## Supplied text
RRSP to RRIF: What Happens When You Turn 71
You can't keep your RRSP forever. By December 31st of the year you turn 71, you must convert it to a RRIF, buy an annuity, or withdraw it all. Here's what that means for your retirement income.
The Deadline
The rules are clear: your RRSP must close by December 31st of the year you turn 71. You have three options:
- Convert to a RRIF — Most common choice. Investments stay tax-sheltered, but you must withdraw minimums annually.
- Buy an annuity — Exchange your RRSP for guaranteed income for life. Less flexible but no investment decisions.
- Withdraw everything — Pay tax on the entire amount in one year. Almost never the right choice.
Most Canadians choose the RRIF route because it offers the most flexibility while keeping the tax shelter intact.

## The tasks
a – Reproduce the RRSP-to-RRIF text word for word from "RRSP to RRIF: What" to "tax shelter intact.".
b – In the RRSP-to-RRIF text, shorten the paragraph that begins "You can't keep your RRSP forever" but keep its main facts.

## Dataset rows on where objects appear
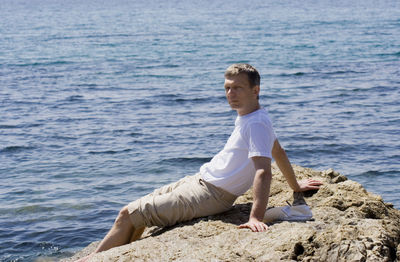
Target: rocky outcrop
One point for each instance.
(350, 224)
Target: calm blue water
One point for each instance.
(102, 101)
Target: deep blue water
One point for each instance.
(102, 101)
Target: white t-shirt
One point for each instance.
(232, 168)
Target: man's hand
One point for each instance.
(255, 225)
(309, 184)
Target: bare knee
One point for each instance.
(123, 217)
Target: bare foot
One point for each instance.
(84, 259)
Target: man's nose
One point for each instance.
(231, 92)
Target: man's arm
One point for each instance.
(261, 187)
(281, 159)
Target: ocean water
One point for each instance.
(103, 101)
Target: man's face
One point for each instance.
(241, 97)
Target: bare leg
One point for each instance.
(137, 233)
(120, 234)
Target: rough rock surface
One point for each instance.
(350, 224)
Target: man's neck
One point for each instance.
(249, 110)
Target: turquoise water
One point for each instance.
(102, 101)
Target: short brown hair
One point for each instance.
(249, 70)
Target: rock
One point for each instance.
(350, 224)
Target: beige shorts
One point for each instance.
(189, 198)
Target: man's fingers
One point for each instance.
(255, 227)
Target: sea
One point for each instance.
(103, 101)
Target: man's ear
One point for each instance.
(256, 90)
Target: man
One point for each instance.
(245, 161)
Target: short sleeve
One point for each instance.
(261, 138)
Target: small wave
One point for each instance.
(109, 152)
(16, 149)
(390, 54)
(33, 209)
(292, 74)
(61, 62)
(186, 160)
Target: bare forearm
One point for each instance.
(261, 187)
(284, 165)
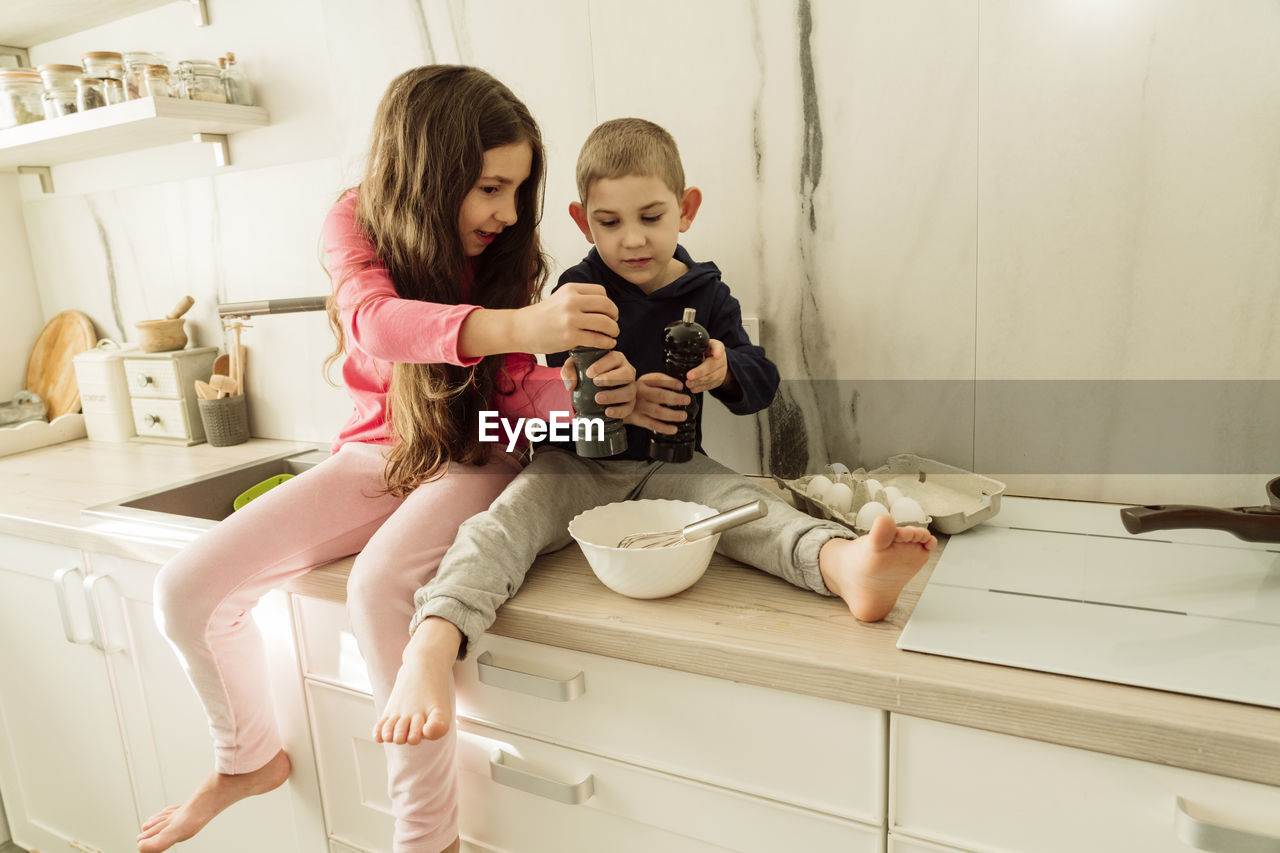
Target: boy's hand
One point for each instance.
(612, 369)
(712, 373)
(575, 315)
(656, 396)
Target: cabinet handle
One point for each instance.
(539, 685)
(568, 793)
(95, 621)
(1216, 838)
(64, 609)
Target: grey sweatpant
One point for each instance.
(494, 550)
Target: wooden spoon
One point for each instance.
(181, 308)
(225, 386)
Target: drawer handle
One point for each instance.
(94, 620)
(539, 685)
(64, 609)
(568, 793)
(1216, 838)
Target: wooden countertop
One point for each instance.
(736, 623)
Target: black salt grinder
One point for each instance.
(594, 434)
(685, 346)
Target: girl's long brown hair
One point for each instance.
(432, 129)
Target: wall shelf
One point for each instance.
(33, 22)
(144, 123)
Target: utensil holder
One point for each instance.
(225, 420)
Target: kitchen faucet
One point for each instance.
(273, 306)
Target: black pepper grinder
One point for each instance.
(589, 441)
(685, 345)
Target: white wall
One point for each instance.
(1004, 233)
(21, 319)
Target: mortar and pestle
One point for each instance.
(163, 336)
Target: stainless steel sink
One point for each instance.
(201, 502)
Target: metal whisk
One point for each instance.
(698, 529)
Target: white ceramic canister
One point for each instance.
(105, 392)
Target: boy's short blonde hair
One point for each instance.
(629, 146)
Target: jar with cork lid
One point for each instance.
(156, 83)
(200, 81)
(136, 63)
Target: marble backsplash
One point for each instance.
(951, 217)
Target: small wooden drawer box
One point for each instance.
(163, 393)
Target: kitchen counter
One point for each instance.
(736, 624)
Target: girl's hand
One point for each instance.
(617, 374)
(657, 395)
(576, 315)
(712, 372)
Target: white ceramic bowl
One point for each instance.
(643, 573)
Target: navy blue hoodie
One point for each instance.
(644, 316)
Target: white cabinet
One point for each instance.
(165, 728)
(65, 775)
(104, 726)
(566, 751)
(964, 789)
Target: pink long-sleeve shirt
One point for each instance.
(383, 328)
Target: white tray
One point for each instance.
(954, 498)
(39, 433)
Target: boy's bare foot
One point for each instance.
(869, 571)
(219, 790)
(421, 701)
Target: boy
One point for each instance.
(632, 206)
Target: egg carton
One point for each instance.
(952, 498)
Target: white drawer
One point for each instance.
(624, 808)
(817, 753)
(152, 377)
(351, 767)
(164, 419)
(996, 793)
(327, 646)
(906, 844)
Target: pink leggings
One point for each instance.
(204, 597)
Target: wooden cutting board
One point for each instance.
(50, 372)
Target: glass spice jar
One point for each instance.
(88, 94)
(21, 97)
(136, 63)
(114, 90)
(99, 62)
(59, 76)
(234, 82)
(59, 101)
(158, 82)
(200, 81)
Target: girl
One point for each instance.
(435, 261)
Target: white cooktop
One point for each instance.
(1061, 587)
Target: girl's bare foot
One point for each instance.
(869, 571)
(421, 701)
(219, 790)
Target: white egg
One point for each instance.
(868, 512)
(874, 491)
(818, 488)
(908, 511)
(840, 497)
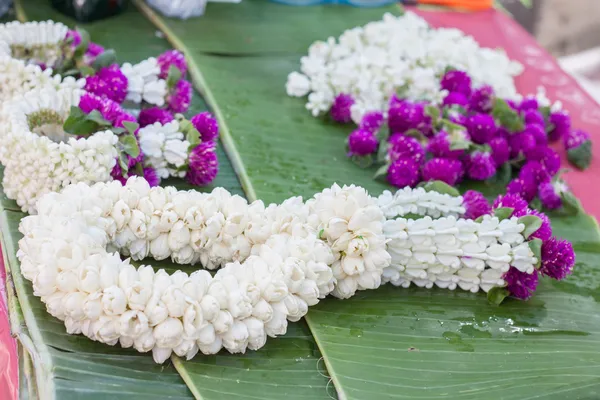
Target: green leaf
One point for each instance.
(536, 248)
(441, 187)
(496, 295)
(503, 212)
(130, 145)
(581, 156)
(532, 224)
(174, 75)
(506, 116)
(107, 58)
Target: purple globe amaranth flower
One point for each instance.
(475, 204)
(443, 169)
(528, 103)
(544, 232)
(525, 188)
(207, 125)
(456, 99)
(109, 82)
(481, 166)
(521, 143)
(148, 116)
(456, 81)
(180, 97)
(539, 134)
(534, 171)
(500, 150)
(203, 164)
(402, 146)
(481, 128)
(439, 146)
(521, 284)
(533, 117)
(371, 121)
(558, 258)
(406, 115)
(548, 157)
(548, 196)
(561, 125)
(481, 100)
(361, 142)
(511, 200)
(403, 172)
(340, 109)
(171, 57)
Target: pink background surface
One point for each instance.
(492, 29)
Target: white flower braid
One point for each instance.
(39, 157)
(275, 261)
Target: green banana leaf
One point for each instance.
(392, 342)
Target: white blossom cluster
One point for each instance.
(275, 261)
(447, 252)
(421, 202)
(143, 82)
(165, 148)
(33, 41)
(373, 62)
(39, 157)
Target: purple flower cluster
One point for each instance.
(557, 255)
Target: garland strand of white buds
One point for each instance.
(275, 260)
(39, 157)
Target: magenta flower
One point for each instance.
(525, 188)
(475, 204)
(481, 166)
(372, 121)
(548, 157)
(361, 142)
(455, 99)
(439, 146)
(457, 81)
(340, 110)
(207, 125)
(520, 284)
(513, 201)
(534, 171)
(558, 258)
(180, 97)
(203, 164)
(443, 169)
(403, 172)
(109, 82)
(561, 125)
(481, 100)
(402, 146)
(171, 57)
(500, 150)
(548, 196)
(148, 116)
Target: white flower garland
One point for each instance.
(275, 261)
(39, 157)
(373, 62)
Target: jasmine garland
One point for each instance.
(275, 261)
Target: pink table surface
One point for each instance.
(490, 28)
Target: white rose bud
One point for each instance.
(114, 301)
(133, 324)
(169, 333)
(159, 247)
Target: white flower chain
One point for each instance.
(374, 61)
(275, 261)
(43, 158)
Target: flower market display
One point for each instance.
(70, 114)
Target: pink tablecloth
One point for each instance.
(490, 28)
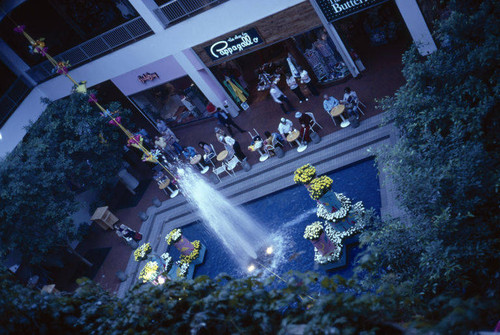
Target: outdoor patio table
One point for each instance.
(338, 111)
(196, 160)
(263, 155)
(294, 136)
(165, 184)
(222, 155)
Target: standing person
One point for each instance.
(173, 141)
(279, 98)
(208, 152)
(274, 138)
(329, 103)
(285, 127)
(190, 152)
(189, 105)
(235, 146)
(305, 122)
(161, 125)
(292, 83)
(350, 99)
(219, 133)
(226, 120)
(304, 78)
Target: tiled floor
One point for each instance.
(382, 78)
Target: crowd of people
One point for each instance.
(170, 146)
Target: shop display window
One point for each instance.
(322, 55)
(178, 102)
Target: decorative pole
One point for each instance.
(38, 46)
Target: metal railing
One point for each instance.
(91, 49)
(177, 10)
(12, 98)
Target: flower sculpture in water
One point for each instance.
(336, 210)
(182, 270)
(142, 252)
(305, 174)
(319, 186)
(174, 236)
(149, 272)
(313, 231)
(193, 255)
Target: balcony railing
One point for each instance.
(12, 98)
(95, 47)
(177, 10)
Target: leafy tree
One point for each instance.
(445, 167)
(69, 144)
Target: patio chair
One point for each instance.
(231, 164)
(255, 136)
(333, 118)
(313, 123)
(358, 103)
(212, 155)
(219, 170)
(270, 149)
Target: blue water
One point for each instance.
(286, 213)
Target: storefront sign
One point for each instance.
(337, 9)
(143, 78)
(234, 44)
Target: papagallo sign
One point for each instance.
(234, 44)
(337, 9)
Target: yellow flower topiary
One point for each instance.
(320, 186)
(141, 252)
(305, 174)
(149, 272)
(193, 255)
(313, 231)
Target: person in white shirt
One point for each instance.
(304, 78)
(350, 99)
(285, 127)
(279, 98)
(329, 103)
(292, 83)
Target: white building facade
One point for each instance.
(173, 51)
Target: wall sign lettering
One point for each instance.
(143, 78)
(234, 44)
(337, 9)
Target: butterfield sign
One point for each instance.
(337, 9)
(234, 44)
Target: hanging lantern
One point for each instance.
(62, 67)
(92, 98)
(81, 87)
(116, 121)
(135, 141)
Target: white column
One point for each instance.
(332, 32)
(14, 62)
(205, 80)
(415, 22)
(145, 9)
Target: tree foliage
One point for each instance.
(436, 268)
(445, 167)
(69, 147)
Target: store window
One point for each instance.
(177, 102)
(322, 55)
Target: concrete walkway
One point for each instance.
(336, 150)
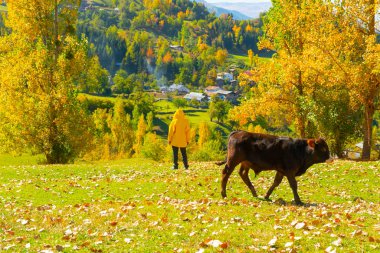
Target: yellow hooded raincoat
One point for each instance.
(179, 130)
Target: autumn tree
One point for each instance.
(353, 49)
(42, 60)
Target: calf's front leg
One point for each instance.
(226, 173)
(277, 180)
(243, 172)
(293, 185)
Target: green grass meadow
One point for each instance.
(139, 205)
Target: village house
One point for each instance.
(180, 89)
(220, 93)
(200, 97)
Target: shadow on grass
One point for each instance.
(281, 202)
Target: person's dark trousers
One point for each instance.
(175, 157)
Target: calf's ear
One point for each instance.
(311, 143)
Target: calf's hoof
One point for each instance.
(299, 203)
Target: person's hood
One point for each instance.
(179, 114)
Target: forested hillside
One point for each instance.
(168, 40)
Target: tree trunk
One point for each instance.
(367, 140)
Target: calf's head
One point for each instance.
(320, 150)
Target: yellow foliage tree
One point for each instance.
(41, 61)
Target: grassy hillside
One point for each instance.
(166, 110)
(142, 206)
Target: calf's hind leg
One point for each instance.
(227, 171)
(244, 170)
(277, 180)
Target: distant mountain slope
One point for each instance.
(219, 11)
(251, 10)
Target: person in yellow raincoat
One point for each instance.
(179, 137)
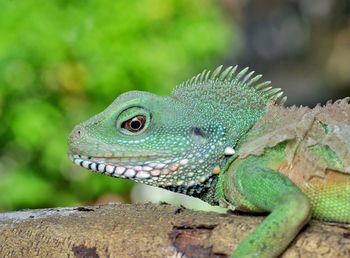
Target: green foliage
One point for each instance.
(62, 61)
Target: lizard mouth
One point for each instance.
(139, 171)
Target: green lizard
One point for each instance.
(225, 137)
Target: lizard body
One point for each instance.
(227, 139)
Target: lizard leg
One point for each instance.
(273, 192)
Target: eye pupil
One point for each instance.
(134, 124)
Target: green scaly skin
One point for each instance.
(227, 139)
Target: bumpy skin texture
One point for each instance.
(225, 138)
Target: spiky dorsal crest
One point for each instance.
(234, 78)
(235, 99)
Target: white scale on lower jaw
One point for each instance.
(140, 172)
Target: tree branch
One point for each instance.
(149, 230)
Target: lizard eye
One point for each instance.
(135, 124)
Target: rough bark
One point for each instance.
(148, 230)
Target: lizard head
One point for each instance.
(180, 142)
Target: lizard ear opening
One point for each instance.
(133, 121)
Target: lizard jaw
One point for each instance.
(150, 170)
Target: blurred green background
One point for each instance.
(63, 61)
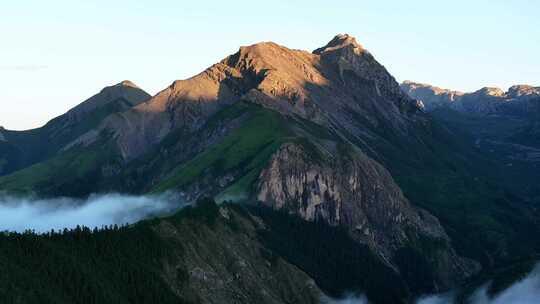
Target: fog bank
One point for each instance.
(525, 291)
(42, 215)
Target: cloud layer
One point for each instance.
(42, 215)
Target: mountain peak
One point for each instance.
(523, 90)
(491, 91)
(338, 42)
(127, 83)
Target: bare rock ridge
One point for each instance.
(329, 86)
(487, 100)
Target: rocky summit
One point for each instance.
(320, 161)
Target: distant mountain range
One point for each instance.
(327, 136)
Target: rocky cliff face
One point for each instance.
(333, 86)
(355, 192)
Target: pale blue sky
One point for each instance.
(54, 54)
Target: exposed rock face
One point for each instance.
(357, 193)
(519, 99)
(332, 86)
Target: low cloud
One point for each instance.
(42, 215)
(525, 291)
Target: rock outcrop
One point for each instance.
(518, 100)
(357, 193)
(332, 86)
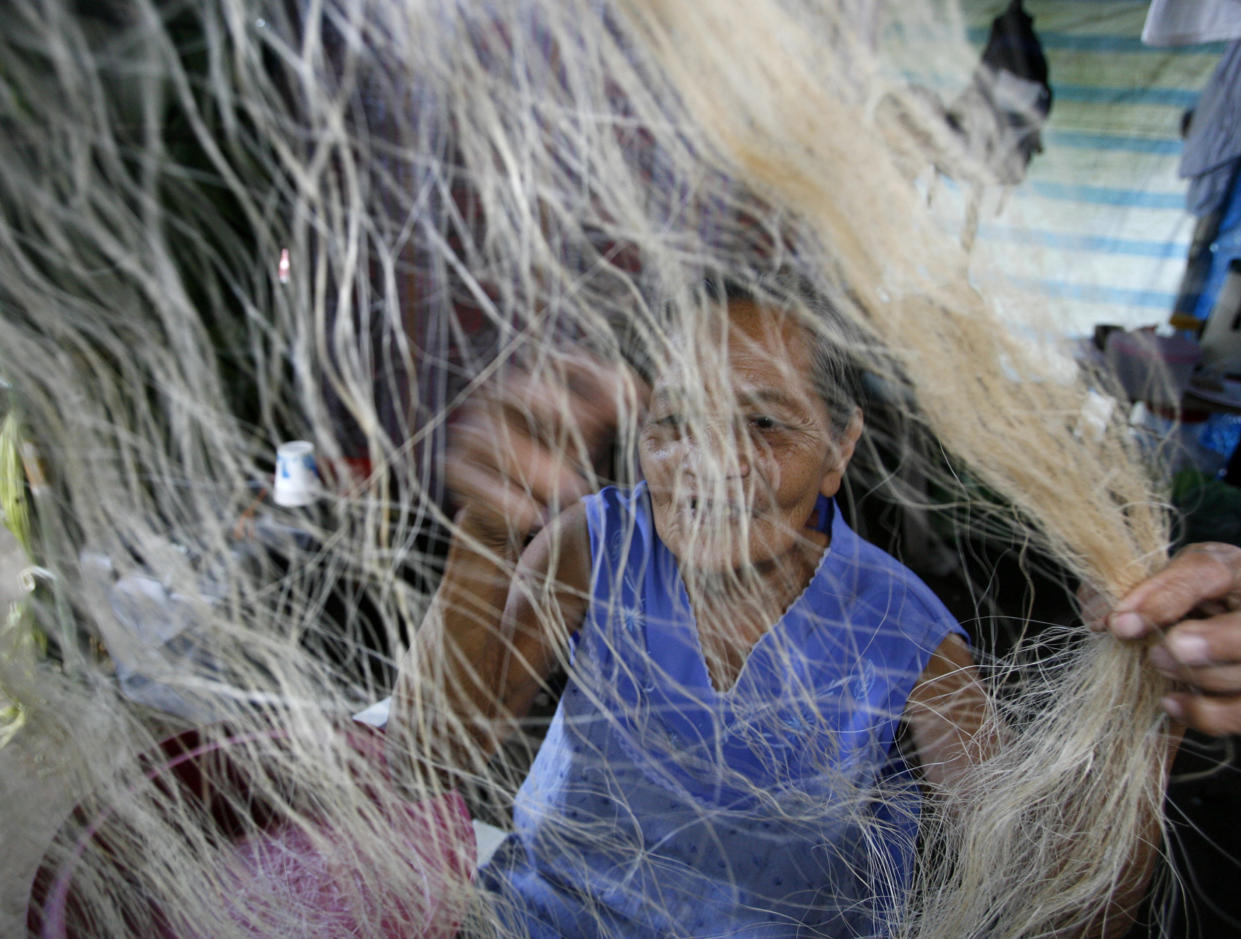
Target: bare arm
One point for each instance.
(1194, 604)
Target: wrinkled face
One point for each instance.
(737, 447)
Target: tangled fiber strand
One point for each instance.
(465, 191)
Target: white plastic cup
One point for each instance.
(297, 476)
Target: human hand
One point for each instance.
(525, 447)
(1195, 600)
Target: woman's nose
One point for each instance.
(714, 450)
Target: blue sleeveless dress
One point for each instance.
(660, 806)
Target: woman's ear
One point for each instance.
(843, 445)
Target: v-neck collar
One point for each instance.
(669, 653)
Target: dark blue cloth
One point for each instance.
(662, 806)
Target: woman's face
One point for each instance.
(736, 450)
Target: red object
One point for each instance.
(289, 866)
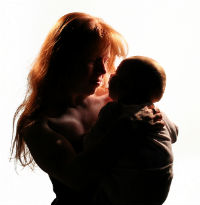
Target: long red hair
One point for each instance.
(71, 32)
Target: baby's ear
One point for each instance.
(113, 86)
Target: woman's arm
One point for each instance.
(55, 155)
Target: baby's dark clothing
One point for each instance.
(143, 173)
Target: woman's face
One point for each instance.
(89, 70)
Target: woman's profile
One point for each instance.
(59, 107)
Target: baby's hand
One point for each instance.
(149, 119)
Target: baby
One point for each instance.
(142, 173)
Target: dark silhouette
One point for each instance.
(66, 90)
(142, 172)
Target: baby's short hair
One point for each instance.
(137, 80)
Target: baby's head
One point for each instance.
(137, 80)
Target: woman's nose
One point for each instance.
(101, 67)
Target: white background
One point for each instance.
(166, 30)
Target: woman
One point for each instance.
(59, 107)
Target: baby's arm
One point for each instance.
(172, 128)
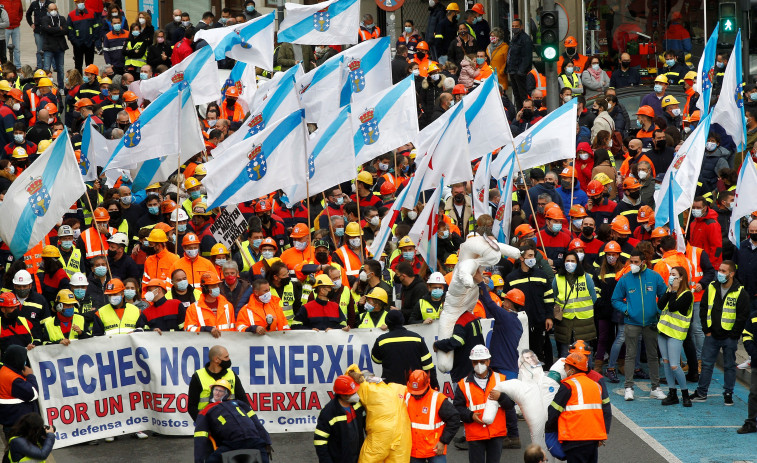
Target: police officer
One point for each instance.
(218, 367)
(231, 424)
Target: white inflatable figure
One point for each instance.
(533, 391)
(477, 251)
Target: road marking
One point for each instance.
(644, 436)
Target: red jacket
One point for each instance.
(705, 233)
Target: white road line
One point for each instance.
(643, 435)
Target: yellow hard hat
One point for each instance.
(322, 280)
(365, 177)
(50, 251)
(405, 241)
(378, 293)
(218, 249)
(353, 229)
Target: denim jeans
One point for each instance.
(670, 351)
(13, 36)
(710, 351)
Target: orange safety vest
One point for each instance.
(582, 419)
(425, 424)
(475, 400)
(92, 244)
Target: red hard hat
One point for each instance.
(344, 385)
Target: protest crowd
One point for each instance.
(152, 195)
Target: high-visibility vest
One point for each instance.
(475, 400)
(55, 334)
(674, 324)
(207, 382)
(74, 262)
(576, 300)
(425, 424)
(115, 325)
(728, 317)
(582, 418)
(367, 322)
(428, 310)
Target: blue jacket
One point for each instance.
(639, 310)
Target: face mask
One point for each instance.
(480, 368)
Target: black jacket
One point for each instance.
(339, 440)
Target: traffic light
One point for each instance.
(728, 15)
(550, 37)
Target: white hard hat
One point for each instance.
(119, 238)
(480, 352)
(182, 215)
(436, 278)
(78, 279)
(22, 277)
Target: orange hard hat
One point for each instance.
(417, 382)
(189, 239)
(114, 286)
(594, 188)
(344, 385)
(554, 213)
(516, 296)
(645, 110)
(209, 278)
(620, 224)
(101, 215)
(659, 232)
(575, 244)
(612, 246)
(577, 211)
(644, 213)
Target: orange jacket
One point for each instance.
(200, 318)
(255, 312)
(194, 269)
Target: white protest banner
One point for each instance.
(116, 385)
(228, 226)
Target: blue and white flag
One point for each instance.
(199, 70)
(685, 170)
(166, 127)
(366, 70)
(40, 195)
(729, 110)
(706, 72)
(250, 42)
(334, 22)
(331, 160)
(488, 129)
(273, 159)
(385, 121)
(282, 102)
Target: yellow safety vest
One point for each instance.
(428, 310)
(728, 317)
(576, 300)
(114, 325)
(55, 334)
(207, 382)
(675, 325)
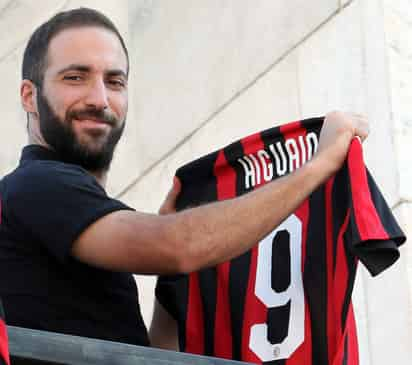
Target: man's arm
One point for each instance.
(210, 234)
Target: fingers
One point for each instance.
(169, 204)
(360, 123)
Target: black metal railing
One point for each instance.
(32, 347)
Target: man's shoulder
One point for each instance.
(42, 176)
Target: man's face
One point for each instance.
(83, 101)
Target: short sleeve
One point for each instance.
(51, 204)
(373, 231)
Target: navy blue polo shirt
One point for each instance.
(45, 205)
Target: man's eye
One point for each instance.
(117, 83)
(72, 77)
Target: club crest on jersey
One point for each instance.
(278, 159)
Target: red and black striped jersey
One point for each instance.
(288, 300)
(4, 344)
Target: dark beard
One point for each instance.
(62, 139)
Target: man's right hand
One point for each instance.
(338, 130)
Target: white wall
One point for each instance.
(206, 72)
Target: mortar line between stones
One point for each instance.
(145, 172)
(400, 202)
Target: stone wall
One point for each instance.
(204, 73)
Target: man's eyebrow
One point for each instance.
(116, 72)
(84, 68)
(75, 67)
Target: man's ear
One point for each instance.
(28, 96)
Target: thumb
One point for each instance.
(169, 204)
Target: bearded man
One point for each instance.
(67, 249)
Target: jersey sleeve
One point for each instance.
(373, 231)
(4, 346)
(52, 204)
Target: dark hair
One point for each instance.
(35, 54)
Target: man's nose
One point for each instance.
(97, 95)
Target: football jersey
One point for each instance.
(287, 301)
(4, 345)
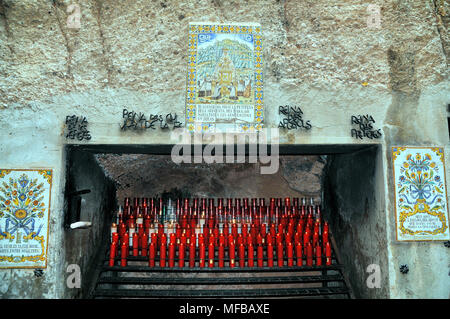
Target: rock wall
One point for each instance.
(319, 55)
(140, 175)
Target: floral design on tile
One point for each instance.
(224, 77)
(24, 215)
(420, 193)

## Task solutions
a –
RRSP to RRIF: What Happens When You Turn 71
You can't keep your RRSP forever. By December 31st of the year you turn 71, you must convert it to a RRIF, buy an annuity, or withdraw it all. Here's what that means for your retirement income.
The Deadline
The rules are clear: your RRSP must close by December 31st of the year you turn 71. You have three options:
- Convert to a RRIF — Most common choice. Investments stay tax-sheltered, but you must withdraw minimums annually.
- Buy an annuity — Exchange your RRSP for guaranteed income for life. Less flexible but no investment decisions.
- Withdraw everything — Pay tax on the entire amount in one year. Almost never the right choice.
Most Canadians choose the RRIF route because it offers the most flexibility while keeping the tax shelter intact.

b – An RRSP must be converted to a RRIF, used to buy an annuity, or fully withdrawn by December 31st of the year you turn 71. This affects your retirement income.